On Thu, Dec 19, 2019 at 2:17 AM vishwa <vishwa@linux.vnet.ibm.com> wrote:

> Richard,
>
> Thanks for putting it together.
> On 12/13/19 1:32 AM, Richard Hanley wrote:
>
> In our case we are working to migrate away from IPMI to Redfish.  Most of
> the solutions I've been thinking about have leaned pretty heavily into
> that.
>
> In my mind I've sliced this project up into a few different areas.
>
> *Merging/Transforming Redfish Resources*
> Let's say that there are several Redfish services.  They will have
> collections of Systems, Chassis, and Managers that need to be merged.  In
> the simplest uses this would be just an HTTP proxy cache with some URL
> cleaning.

# EXERCISE AIM
Reproduce word for word the section of the Redfish email that opens with "On Thu, Dec" and ends with "few different areas.".

# DATA PROVIDED

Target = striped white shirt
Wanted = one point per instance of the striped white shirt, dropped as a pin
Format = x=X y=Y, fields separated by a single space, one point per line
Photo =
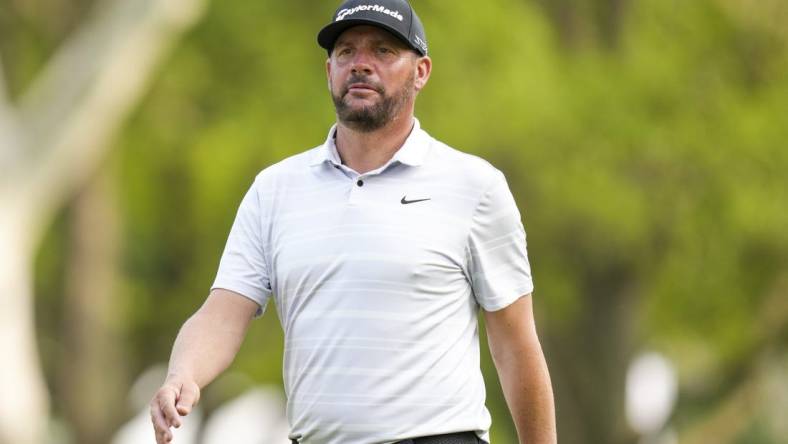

# EXERCISE SOLUTION
On Thu, Dec 19, 2019 at 2:17 AM vishwa <vishwa@linux.vnet.ibm.com> wrote:

> Richard,
>
> Thanks for putting it together.
> On 12/13/19 1:32 AM, Richard Hanley wrote:
>
> In our case we are working to migrate away from IPMI to Redfish.  Most of
> the solutions I've been thinking about have leaned pretty heavily into
> that.
>
> In my mind I've sliced this project up into a few different areas.